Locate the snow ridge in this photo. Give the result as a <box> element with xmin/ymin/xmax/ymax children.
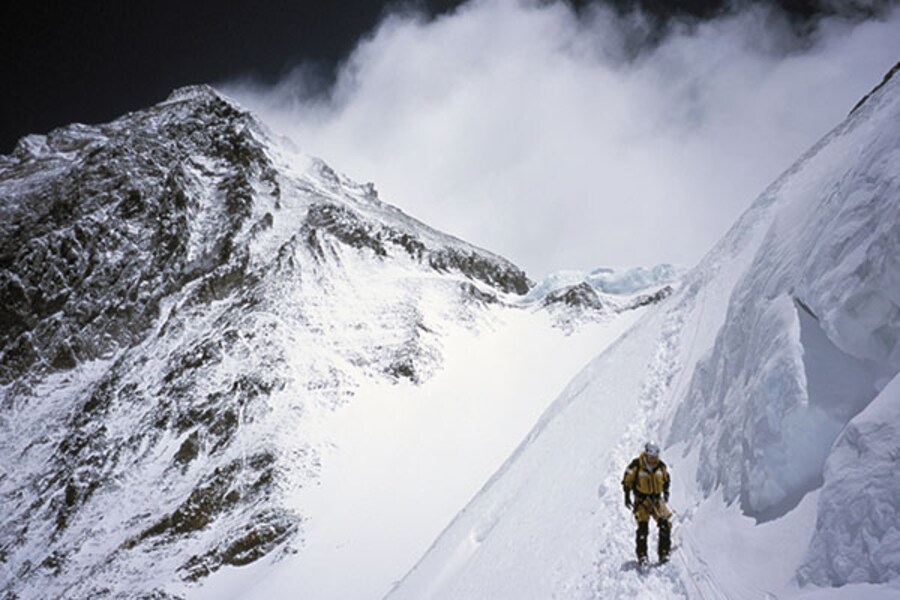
<box><xmin>585</xmin><ymin>300</ymin><xmax>691</xmax><ymax>600</ymax></box>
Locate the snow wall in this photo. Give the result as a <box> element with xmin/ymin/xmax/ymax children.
<box><xmin>668</xmin><ymin>63</ymin><xmax>900</xmax><ymax>585</ymax></box>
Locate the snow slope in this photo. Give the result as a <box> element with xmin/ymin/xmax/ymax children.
<box><xmin>388</xmin><ymin>63</ymin><xmax>900</xmax><ymax>599</ymax></box>
<box><xmin>188</xmin><ymin>307</ymin><xmax>647</xmax><ymax>600</ymax></box>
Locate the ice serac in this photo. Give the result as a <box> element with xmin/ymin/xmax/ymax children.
<box><xmin>0</xmin><ymin>84</ymin><xmax>531</xmax><ymax>599</ymax></box>
<box><xmin>526</xmin><ymin>266</ymin><xmax>677</xmax><ymax>334</ymax></box>
<box><xmin>798</xmin><ymin>372</ymin><xmax>900</xmax><ymax>586</ymax></box>
<box><xmin>668</xmin><ymin>61</ymin><xmax>900</xmax><ymax>526</ymax></box>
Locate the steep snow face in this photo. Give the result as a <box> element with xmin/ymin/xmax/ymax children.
<box><xmin>666</xmin><ymin>61</ymin><xmax>900</xmax><ymax>594</ymax></box>
<box><xmin>668</xmin><ymin>61</ymin><xmax>900</xmax><ymax>532</ymax></box>
<box><xmin>798</xmin><ymin>372</ymin><xmax>900</xmax><ymax>587</ymax></box>
<box><xmin>387</xmin><ymin>64</ymin><xmax>900</xmax><ymax>599</ymax></box>
<box><xmin>385</xmin><ymin>188</ymin><xmax>766</xmax><ymax>600</ymax></box>
<box><xmin>201</xmin><ymin>307</ymin><xmax>648</xmax><ymax>600</ymax></box>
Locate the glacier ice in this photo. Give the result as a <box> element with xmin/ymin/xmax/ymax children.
<box><xmin>525</xmin><ymin>263</ymin><xmax>680</xmax><ymax>302</ymax></box>
<box><xmin>798</xmin><ymin>372</ymin><xmax>900</xmax><ymax>586</ymax></box>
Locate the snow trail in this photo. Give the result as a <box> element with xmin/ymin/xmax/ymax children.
<box><xmin>584</xmin><ymin>296</ymin><xmax>691</xmax><ymax>599</ymax></box>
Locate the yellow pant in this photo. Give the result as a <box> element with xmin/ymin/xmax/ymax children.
<box><xmin>633</xmin><ymin>495</ymin><xmax>672</xmax><ymax>523</ymax></box>
<box><xmin>632</xmin><ymin>496</ymin><xmax>672</xmax><ymax>561</ymax></box>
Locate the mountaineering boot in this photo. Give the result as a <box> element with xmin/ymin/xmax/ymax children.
<box><xmin>658</xmin><ymin>518</ymin><xmax>671</xmax><ymax>564</ymax></box>
<box><xmin>636</xmin><ymin>520</ymin><xmax>649</xmax><ymax>564</ymax></box>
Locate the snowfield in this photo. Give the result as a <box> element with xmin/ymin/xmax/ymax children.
<box><xmin>186</xmin><ymin>307</ymin><xmax>647</xmax><ymax>600</ymax></box>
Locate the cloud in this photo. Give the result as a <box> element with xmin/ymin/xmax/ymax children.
<box><xmin>222</xmin><ymin>0</ymin><xmax>900</xmax><ymax>278</ymax></box>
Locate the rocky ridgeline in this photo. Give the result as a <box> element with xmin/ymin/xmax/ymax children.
<box><xmin>0</xmin><ymin>85</ymin><xmax>280</xmax><ymax>385</ymax></box>
<box><xmin>0</xmin><ymin>86</ymin><xmax>302</xmax><ymax>599</ymax></box>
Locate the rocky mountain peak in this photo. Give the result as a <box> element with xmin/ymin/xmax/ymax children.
<box><xmin>0</xmin><ymin>81</ymin><xmax>540</xmax><ymax>598</ymax></box>
<box><xmin>0</xmin><ymin>82</ymin><xmax>282</xmax><ymax>385</ymax></box>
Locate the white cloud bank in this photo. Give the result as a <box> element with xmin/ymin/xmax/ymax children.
<box><xmin>223</xmin><ymin>0</ymin><xmax>900</xmax><ymax>279</ymax></box>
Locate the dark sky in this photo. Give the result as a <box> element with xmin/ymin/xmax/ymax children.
<box><xmin>0</xmin><ymin>1</ymin><xmax>860</xmax><ymax>154</ymax></box>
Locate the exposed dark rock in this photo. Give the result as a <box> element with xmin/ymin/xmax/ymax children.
<box><xmin>388</xmin><ymin>358</ymin><xmax>418</xmax><ymax>382</ymax></box>
<box><xmin>39</xmin><ymin>550</ymin><xmax>66</xmax><ymax>576</ymax></box>
<box><xmin>542</xmin><ymin>282</ymin><xmax>607</xmax><ymax>311</ymax></box>
<box><xmin>460</xmin><ymin>282</ymin><xmax>498</xmax><ymax>305</ymax></box>
<box><xmin>138</xmin><ymin>452</ymin><xmax>277</xmax><ymax>542</ymax></box>
<box><xmin>0</xmin><ymin>83</ymin><xmax>540</xmax><ymax>597</ymax></box>
<box><xmin>851</xmin><ymin>61</ymin><xmax>900</xmax><ymax>115</ymax></box>
<box><xmin>50</xmin><ymin>341</ymin><xmax>78</xmax><ymax>370</ymax></box>
<box><xmin>628</xmin><ymin>285</ymin><xmax>674</xmax><ymax>309</ymax></box>
<box><xmin>179</xmin><ymin>509</ymin><xmax>299</xmax><ymax>581</ymax></box>
<box><xmin>302</xmin><ymin>202</ymin><xmax>531</xmax><ymax>295</ymax></box>
<box><xmin>0</xmin><ymin>85</ymin><xmax>279</xmax><ymax>385</ymax></box>
<box><xmin>134</xmin><ymin>591</ymin><xmax>187</xmax><ymax>600</ymax></box>
<box><xmin>304</xmin><ymin>203</ymin><xmax>388</xmax><ymax>258</ymax></box>
<box><xmin>428</xmin><ymin>248</ymin><xmax>530</xmax><ymax>295</ymax></box>
<box><xmin>174</xmin><ymin>432</ymin><xmax>201</xmax><ymax>466</ymax></box>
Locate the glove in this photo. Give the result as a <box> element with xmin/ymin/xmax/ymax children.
<box><xmin>624</xmin><ymin>491</ymin><xmax>632</xmax><ymax>509</ymax></box>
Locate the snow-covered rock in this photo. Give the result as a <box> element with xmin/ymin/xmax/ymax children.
<box><xmin>524</xmin><ymin>265</ymin><xmax>678</xmax><ymax>333</ymax></box>
<box><xmin>526</xmin><ymin>264</ymin><xmax>679</xmax><ymax>300</ymax></box>
<box><xmin>3</xmin><ymin>48</ymin><xmax>899</xmax><ymax>600</ymax></box>
<box><xmin>0</xmin><ymin>84</ymin><xmax>543</xmax><ymax>599</ymax></box>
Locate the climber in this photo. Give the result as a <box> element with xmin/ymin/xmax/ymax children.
<box><xmin>622</xmin><ymin>441</ymin><xmax>672</xmax><ymax>565</ymax></box>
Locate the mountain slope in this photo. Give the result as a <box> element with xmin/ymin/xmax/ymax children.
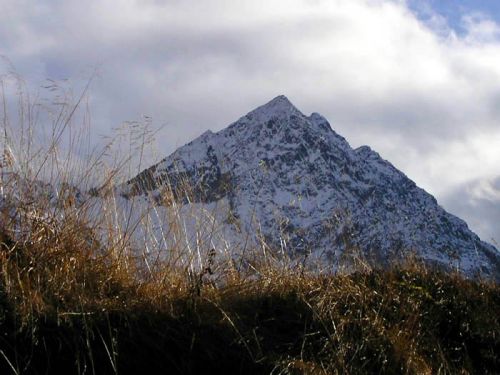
<box><xmin>121</xmin><ymin>96</ymin><xmax>500</xmax><ymax>279</ymax></box>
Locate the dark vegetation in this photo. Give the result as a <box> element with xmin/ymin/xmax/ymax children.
<box><xmin>1</xmin><ymin>231</ymin><xmax>499</xmax><ymax>374</ymax></box>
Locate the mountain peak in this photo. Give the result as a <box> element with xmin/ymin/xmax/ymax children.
<box><xmin>267</xmin><ymin>94</ymin><xmax>294</xmax><ymax>107</ymax></box>
<box><xmin>245</xmin><ymin>95</ymin><xmax>301</xmax><ymax>122</ymax></box>
<box><xmin>125</xmin><ymin>97</ymin><xmax>500</xmax><ymax>281</ymax></box>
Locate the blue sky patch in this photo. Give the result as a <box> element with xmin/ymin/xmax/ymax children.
<box><xmin>408</xmin><ymin>0</ymin><xmax>500</xmax><ymax>36</ymax></box>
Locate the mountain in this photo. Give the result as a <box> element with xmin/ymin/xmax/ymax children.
<box><xmin>120</xmin><ymin>95</ymin><xmax>500</xmax><ymax>279</ymax></box>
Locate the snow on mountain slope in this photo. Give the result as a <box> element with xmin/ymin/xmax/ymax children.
<box><xmin>121</xmin><ymin>96</ymin><xmax>500</xmax><ymax>279</ymax></box>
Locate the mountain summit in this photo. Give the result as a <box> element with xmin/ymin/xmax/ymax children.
<box><xmin>245</xmin><ymin>95</ymin><xmax>301</xmax><ymax>122</ymax></box>
<box><xmin>122</xmin><ymin>96</ymin><xmax>500</xmax><ymax>279</ymax></box>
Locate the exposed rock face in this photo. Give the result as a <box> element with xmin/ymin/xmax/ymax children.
<box><xmin>122</xmin><ymin>96</ymin><xmax>500</xmax><ymax>279</ymax></box>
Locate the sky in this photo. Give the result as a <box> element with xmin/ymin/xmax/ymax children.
<box><xmin>0</xmin><ymin>0</ymin><xmax>499</xmax><ymax>245</ymax></box>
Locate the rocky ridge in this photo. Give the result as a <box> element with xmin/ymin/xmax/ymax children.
<box><xmin>122</xmin><ymin>96</ymin><xmax>500</xmax><ymax>279</ymax></box>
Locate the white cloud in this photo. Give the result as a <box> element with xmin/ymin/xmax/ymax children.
<box><xmin>0</xmin><ymin>0</ymin><xmax>499</xmax><ymax>242</ymax></box>
<box><xmin>396</xmin><ymin>130</ymin><xmax>500</xmax><ymax>195</ymax></box>
<box><xmin>469</xmin><ymin>178</ymin><xmax>500</xmax><ymax>203</ymax></box>
<box><xmin>462</xmin><ymin>12</ymin><xmax>500</xmax><ymax>44</ymax></box>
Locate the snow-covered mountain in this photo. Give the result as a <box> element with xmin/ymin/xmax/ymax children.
<box><xmin>121</xmin><ymin>96</ymin><xmax>500</xmax><ymax>279</ymax></box>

**TASK GOAL**
Lines from the one containing "Locate the snow-covered mountain" through the last line of the records, both included, are the only ones to print, each exactly as it is.

**TASK ANSWER**
Locate the snow-covered mountain in this photo. Give the result as a <box> element with xmin/ymin/xmax/ymax children.
<box><xmin>121</xmin><ymin>96</ymin><xmax>500</xmax><ymax>279</ymax></box>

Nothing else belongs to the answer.